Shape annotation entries
────────────────────

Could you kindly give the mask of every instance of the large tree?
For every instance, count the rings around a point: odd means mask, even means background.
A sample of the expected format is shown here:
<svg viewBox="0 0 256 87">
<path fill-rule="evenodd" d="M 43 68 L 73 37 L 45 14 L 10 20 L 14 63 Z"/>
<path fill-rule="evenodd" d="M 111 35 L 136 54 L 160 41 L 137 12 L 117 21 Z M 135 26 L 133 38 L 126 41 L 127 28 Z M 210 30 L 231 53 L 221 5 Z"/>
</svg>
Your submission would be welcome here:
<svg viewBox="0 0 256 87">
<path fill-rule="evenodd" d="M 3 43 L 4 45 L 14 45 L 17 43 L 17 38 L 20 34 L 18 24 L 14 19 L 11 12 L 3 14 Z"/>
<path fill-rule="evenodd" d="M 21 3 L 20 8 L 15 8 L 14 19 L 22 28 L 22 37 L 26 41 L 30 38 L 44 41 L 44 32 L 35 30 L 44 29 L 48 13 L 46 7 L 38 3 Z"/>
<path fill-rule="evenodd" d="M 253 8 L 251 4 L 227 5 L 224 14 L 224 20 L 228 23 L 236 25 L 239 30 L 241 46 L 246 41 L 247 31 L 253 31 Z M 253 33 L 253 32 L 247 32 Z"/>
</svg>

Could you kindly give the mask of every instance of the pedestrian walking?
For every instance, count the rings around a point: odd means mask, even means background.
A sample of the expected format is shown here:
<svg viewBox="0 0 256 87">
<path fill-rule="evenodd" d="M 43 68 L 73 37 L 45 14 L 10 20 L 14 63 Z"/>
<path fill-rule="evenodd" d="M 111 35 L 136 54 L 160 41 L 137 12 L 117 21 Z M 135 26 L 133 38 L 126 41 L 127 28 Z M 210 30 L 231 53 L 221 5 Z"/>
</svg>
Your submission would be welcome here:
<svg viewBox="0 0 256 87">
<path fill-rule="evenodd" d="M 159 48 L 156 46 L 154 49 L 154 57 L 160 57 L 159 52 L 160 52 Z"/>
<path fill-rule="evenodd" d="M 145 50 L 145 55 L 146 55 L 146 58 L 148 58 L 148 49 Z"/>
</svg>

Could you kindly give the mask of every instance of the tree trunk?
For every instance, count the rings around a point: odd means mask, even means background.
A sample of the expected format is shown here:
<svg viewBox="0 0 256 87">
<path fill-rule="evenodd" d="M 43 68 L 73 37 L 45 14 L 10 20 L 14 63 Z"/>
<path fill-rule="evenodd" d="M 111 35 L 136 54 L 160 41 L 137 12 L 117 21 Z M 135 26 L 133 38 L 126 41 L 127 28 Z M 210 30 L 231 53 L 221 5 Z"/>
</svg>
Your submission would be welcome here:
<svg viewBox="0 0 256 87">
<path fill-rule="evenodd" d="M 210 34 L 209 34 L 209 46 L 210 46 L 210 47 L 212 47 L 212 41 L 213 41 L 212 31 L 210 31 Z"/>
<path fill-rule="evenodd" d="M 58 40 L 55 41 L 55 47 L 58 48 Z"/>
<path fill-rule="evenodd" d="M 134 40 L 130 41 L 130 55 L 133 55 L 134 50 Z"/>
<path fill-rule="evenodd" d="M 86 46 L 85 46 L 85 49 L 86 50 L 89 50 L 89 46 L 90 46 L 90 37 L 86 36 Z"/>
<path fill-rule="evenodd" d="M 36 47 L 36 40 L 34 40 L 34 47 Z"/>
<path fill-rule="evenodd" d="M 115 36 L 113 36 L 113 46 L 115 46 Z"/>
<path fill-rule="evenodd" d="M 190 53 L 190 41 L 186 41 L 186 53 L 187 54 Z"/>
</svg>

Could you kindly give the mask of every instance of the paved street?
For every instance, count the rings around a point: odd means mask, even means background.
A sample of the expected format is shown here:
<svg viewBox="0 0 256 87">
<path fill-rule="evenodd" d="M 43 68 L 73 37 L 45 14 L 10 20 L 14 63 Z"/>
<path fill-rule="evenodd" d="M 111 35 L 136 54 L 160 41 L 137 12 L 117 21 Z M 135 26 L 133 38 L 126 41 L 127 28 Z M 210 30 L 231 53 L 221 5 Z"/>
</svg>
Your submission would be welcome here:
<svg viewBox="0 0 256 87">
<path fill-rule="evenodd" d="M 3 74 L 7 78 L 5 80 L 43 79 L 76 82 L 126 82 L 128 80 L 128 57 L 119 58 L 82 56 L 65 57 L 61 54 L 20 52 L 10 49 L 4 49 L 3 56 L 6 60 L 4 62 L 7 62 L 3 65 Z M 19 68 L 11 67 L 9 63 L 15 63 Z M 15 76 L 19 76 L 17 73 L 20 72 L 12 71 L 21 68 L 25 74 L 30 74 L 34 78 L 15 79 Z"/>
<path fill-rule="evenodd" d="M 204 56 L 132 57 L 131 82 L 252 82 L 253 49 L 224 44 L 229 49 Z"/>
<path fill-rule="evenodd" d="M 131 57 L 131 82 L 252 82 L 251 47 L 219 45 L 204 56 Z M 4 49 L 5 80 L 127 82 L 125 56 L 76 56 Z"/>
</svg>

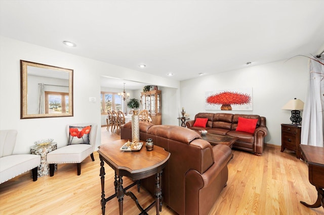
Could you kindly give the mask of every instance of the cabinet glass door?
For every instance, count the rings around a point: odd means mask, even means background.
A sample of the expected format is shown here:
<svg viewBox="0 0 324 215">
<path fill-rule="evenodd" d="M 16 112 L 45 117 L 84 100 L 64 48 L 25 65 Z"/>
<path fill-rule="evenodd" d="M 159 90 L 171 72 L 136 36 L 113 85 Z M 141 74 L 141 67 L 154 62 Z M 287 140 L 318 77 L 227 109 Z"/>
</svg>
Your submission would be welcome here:
<svg viewBox="0 0 324 215">
<path fill-rule="evenodd" d="M 154 94 L 151 94 L 151 113 L 155 113 L 155 96 Z"/>
<path fill-rule="evenodd" d="M 156 107 L 157 108 L 157 113 L 161 113 L 161 94 L 159 93 L 157 93 L 157 95 L 156 95 L 156 101 L 157 101 L 157 104 L 156 104 Z"/>
<path fill-rule="evenodd" d="M 145 99 L 146 100 L 145 101 L 145 109 L 149 112 L 151 110 L 151 98 L 150 95 L 146 95 Z"/>
</svg>

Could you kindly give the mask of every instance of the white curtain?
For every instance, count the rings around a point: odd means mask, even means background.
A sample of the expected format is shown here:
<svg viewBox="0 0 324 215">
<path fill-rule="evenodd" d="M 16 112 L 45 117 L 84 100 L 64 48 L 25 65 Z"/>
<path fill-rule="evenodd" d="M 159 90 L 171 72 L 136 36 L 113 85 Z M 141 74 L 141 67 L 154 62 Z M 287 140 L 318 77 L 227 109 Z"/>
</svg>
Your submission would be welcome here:
<svg viewBox="0 0 324 215">
<path fill-rule="evenodd" d="M 44 84 L 38 84 L 38 114 L 45 113 L 45 91 Z"/>
<path fill-rule="evenodd" d="M 316 59 L 324 63 L 324 60 Z M 324 65 L 311 59 L 308 69 L 310 80 L 303 113 L 301 144 L 323 147 Z"/>
</svg>

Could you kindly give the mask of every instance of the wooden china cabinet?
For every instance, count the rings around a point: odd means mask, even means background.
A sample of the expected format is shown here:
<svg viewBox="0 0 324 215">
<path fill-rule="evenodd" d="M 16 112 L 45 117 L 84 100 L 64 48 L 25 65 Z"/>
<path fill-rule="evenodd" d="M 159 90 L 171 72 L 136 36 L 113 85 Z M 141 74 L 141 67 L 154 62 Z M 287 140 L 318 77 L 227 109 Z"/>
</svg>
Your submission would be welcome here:
<svg viewBox="0 0 324 215">
<path fill-rule="evenodd" d="M 161 125 L 161 90 L 154 90 L 141 93 L 142 110 L 146 109 L 152 119 L 152 123 Z"/>
</svg>

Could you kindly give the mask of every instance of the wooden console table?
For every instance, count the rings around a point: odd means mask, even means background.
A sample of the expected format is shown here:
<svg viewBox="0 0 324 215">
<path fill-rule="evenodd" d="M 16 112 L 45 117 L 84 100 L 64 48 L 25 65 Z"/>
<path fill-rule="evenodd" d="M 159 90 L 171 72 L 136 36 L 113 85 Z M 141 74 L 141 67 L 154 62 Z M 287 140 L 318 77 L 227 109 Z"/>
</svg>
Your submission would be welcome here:
<svg viewBox="0 0 324 215">
<path fill-rule="evenodd" d="M 324 208 L 324 148 L 307 145 L 300 145 L 302 156 L 308 166 L 309 182 L 317 191 L 317 199 L 313 204 L 300 201 L 308 207 Z"/>
<path fill-rule="evenodd" d="M 143 209 L 138 203 L 137 198 L 130 191 L 127 190 L 133 186 L 138 185 L 139 191 L 140 179 L 155 175 L 154 194 L 156 214 L 162 210 L 162 192 L 161 191 L 161 174 L 162 170 L 167 165 L 170 153 L 163 148 L 154 145 L 152 151 L 146 150 L 145 145 L 137 151 L 124 151 L 120 149 L 128 140 L 118 140 L 109 142 L 99 147 L 98 152 L 100 158 L 100 177 L 101 181 L 101 210 L 105 214 L 106 203 L 115 197 L 118 198 L 119 214 L 123 214 L 123 202 L 124 195 L 130 196 L 135 202 L 141 213 L 147 214 L 154 206 L 154 202 Z M 105 198 L 105 168 L 106 162 L 115 171 L 114 186 L 115 194 Z M 126 188 L 123 186 L 123 176 L 127 176 L 135 181 Z"/>
<path fill-rule="evenodd" d="M 189 120 L 190 118 L 187 117 L 178 117 L 178 120 L 180 120 L 181 121 L 181 127 L 186 127 L 186 120 Z"/>
</svg>

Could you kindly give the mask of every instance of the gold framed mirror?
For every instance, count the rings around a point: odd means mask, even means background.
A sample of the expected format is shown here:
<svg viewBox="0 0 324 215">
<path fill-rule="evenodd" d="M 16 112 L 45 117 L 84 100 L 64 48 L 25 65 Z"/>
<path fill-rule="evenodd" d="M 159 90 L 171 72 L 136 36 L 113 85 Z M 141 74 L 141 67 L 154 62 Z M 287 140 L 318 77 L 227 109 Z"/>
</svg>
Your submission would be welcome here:
<svg viewBox="0 0 324 215">
<path fill-rule="evenodd" d="M 73 117 L 73 72 L 20 60 L 20 119 Z"/>
</svg>

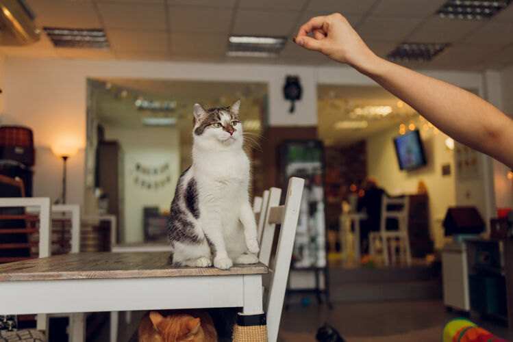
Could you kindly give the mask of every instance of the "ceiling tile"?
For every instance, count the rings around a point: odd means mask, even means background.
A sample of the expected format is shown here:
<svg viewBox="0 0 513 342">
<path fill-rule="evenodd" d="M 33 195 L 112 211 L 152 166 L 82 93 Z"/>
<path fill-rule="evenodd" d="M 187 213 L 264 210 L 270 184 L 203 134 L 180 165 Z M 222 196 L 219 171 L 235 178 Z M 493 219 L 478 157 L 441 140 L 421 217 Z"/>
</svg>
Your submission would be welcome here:
<svg viewBox="0 0 513 342">
<path fill-rule="evenodd" d="M 307 10 L 323 11 L 325 14 L 363 14 L 368 12 L 375 3 L 375 0 L 312 0 Z"/>
<path fill-rule="evenodd" d="M 408 42 L 453 42 L 482 25 L 480 21 L 449 19 L 434 16 L 407 37 Z"/>
<path fill-rule="evenodd" d="M 189 6 L 234 7 L 235 0 L 168 0 L 170 5 L 187 5 Z"/>
<path fill-rule="evenodd" d="M 427 17 L 433 15 L 447 0 L 384 0 L 374 8 L 373 15 Z"/>
<path fill-rule="evenodd" d="M 101 28 L 98 14 L 90 3 L 30 0 L 30 8 L 40 26 L 77 29 Z"/>
<path fill-rule="evenodd" d="M 173 55 L 197 54 L 218 57 L 226 53 L 228 37 L 226 35 L 199 34 L 171 34 Z"/>
<path fill-rule="evenodd" d="M 168 51 L 166 32 L 109 29 L 107 38 L 116 52 Z"/>
<path fill-rule="evenodd" d="M 75 0 L 72 0 L 75 1 Z M 82 0 L 80 0 L 82 1 Z M 96 2 L 118 2 L 125 3 L 164 3 L 165 0 L 96 0 Z"/>
<path fill-rule="evenodd" d="M 299 12 L 262 10 L 238 10 L 234 34 L 287 36 L 292 29 Z M 262 23 L 265 23 L 265 25 Z"/>
<path fill-rule="evenodd" d="M 107 29 L 166 29 L 163 5 L 99 3 L 98 9 Z"/>
<path fill-rule="evenodd" d="M 173 6 L 169 23 L 173 33 L 227 34 L 232 24 L 230 8 Z"/>
<path fill-rule="evenodd" d="M 329 57 L 316 51 L 303 49 L 292 42 L 289 42 L 279 53 L 279 63 L 320 65 L 326 63 Z"/>
<path fill-rule="evenodd" d="M 142 61 L 165 61 L 171 59 L 168 52 L 164 51 L 116 51 L 116 60 L 142 60 Z"/>
<path fill-rule="evenodd" d="M 510 3 L 509 6 L 492 18 L 492 21 L 513 23 L 513 3 Z"/>
<path fill-rule="evenodd" d="M 421 22 L 419 18 L 368 16 L 356 31 L 364 40 L 400 42 Z"/>
<path fill-rule="evenodd" d="M 429 64 L 436 68 L 465 70 L 482 62 L 497 50 L 477 45 L 456 45 L 443 51 Z"/>
<path fill-rule="evenodd" d="M 55 51 L 60 57 L 73 60 L 113 60 L 114 57 L 110 50 L 58 48 Z"/>
<path fill-rule="evenodd" d="M 323 12 L 306 11 L 303 12 L 299 17 L 299 19 L 295 23 L 295 28 L 292 30 L 292 35 L 295 36 L 296 34 L 297 34 L 297 33 L 299 31 L 299 28 L 304 24 L 305 24 L 312 18 L 314 18 L 315 16 L 322 16 L 325 15 L 326 15 L 326 13 Z M 362 16 L 360 14 L 347 14 L 344 16 L 345 16 L 345 18 L 347 19 L 347 21 L 349 22 L 349 24 L 351 24 L 351 25 L 354 27 L 362 18 Z"/>
<path fill-rule="evenodd" d="M 513 22 L 488 22 L 465 38 L 464 43 L 483 45 L 508 45 L 513 43 Z"/>
<path fill-rule="evenodd" d="M 299 10 L 306 0 L 239 0 L 239 8 L 255 8 L 259 10 Z"/>
</svg>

────────────────────

## [BRIEF]
Reproduce the lines of the records from the very beginning through the line containing "3 43 L 4 45", inclusive, with no changes.

## [ANSWER]
Could you kindly give the mask of every instance of the large tree?
For every instance, count the rings around a point: odd means mask, even means background.
A sample of the expected format is shown here:
<svg viewBox="0 0 256 87">
<path fill-rule="evenodd" d="M 43 68 L 73 37 L 45 14 L 10 20 L 14 63 Z"/>
<path fill-rule="evenodd" d="M 111 35 L 136 54 L 160 41 L 137 12 L 117 21 Z M 135 26 L 133 38 L 126 41 L 127 28 Z M 210 30 L 231 53 L 221 5 Z"/>
</svg>
Your submission would be welcome here:
<svg viewBox="0 0 256 87">
<path fill-rule="evenodd" d="M 3 43 L 4 45 L 14 45 L 17 43 L 17 38 L 20 34 L 18 24 L 14 19 L 11 12 L 3 14 Z"/>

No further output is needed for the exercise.